(Dataset entries)
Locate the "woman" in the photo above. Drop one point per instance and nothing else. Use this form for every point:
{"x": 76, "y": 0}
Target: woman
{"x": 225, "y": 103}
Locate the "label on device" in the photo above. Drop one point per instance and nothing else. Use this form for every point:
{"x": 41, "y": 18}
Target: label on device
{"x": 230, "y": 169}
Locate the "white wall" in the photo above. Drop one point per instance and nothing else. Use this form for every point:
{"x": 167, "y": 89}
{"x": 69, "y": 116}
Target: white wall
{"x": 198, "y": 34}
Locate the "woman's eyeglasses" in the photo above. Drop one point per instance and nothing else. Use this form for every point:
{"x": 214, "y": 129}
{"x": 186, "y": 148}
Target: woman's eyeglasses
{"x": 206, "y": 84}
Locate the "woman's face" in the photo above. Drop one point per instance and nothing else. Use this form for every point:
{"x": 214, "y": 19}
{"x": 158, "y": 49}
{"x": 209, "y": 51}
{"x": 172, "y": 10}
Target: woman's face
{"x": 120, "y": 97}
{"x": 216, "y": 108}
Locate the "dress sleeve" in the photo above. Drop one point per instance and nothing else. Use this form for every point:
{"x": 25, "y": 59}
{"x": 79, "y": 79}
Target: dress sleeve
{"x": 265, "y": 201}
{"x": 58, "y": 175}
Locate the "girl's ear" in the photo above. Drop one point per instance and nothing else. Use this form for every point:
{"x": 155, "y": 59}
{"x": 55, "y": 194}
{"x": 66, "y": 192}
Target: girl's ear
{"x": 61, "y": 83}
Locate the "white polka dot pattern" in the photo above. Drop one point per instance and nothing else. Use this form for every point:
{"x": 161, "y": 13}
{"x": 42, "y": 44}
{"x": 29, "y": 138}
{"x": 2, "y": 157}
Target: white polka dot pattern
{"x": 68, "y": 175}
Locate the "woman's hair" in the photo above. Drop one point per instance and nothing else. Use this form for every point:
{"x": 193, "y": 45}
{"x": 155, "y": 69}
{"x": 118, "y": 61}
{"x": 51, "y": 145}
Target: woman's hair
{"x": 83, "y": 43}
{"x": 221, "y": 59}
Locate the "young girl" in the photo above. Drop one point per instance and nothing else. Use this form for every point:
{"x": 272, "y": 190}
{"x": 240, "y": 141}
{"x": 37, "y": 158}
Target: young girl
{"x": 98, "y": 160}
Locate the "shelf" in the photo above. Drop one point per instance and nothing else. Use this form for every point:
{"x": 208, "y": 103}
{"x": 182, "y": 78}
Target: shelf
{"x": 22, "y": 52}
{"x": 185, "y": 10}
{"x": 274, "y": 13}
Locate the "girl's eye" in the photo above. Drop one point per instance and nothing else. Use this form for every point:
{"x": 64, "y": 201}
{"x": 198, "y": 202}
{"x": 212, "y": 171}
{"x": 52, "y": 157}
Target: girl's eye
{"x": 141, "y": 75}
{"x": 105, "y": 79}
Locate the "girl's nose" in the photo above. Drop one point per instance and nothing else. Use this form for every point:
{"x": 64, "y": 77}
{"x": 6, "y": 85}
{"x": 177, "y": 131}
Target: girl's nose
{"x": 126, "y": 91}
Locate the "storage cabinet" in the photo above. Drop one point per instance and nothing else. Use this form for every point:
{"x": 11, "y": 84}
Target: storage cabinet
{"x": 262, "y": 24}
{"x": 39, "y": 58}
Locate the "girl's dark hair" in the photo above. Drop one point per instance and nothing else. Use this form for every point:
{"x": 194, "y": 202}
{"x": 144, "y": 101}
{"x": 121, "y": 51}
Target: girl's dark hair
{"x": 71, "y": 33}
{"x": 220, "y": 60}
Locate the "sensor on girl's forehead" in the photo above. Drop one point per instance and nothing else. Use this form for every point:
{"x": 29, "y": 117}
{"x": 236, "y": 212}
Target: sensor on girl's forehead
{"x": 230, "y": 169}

WORK TO COMPLETE:
Your output should match the records above word for word.

RESPONSE TO THE EXERCISE:
Locate the "woman" in the photo above. Drop one point per instance and nothing else. Use this form for every point:
{"x": 76, "y": 0}
Target: woman
{"x": 225, "y": 103}
Locate the "label on device" in the photo above. Drop one point per instance and nothing else. Use this form for every point:
{"x": 41, "y": 18}
Target: label on device
{"x": 230, "y": 169}
Locate the "white wall" in the photo above. Drop one point per instance and nothing else. Use this form for every point:
{"x": 167, "y": 89}
{"x": 69, "y": 116}
Target: white wall
{"x": 198, "y": 34}
Locate the "woman's eyeglasses" in the photo above. Drop one point per instance and nothing else. Use this form for every point:
{"x": 214, "y": 129}
{"x": 186, "y": 148}
Target: woman's eyeglasses
{"x": 206, "y": 84}
Locate the "woman's face" in the photo above. Drop one point per instance and nothing else. Use this form for every point:
{"x": 214, "y": 19}
{"x": 158, "y": 49}
{"x": 209, "y": 51}
{"x": 172, "y": 10}
Target: woman's face
{"x": 120, "y": 97}
{"x": 216, "y": 108}
Locate the "dress sleeve" in the photo above. Drop one point per instance and nothing else. Use this form for every point:
{"x": 25, "y": 59}
{"x": 79, "y": 79}
Target: dress sleeve
{"x": 265, "y": 201}
{"x": 58, "y": 175}
Locate the "girl's ear" in the photo above. Drop one point per instance and nothing else. Use this form for every point:
{"x": 155, "y": 59}
{"x": 55, "y": 194}
{"x": 66, "y": 192}
Target: girl's ear
{"x": 61, "y": 83}
Locate the "white polka dot pattern" in the photo above. Drop one point per instance and nothing else. Use this form for every point:
{"x": 161, "y": 13}
{"x": 42, "y": 44}
{"x": 29, "y": 138}
{"x": 2, "y": 157}
Target: white polka dot pattern
{"x": 68, "y": 175}
Locate the "woman's hair" in the photo above. Drop one point per instance and nothing else. Use this form for every point:
{"x": 193, "y": 45}
{"x": 155, "y": 69}
{"x": 118, "y": 61}
{"x": 51, "y": 145}
Target: woman's hair
{"x": 83, "y": 43}
{"x": 221, "y": 59}
Locate the "young girl" in the photo above. Drop one point per instance and nothing else. Use this form for every point:
{"x": 272, "y": 190}
{"x": 240, "y": 141}
{"x": 37, "y": 158}
Target: young girl
{"x": 98, "y": 160}
Locate the "shelf" in the photo above. Drop one point per instance and nothing else. Use this form for every point:
{"x": 208, "y": 103}
{"x": 182, "y": 78}
Target: shelf
{"x": 22, "y": 52}
{"x": 185, "y": 10}
{"x": 274, "y": 13}
Locate the "girl's eye" in the photo above. Drop one point per instance and nothing else. Use this form for every point:
{"x": 64, "y": 201}
{"x": 198, "y": 202}
{"x": 212, "y": 171}
{"x": 52, "y": 157}
Target: girl's eye
{"x": 141, "y": 75}
{"x": 105, "y": 79}
Locate the "girl's nose" in the photo above. Drop one point per instance and nothing else. Use this form for every point:
{"x": 64, "y": 77}
{"x": 6, "y": 85}
{"x": 177, "y": 131}
Target: girl's nose
{"x": 126, "y": 91}
Locate the "storage cabinet" in the photo above. Drop one point per instance and nothing else. Use this form for every point:
{"x": 11, "y": 84}
Target: storage cabinet
{"x": 262, "y": 24}
{"x": 39, "y": 58}
Locate the "girl's dark hair" in the photo above. Drop one point per instance and nothing else. Use this form for every point:
{"x": 194, "y": 202}
{"x": 144, "y": 101}
{"x": 121, "y": 51}
Target: girl's dark hair
{"x": 71, "y": 33}
{"x": 220, "y": 60}
Locate the "sensor on girl's forehead" in the photo above. Drop one point per instance and nothing else. Use this form for every point:
{"x": 29, "y": 117}
{"x": 236, "y": 212}
Target: sensor on girl's forehead
{"x": 230, "y": 169}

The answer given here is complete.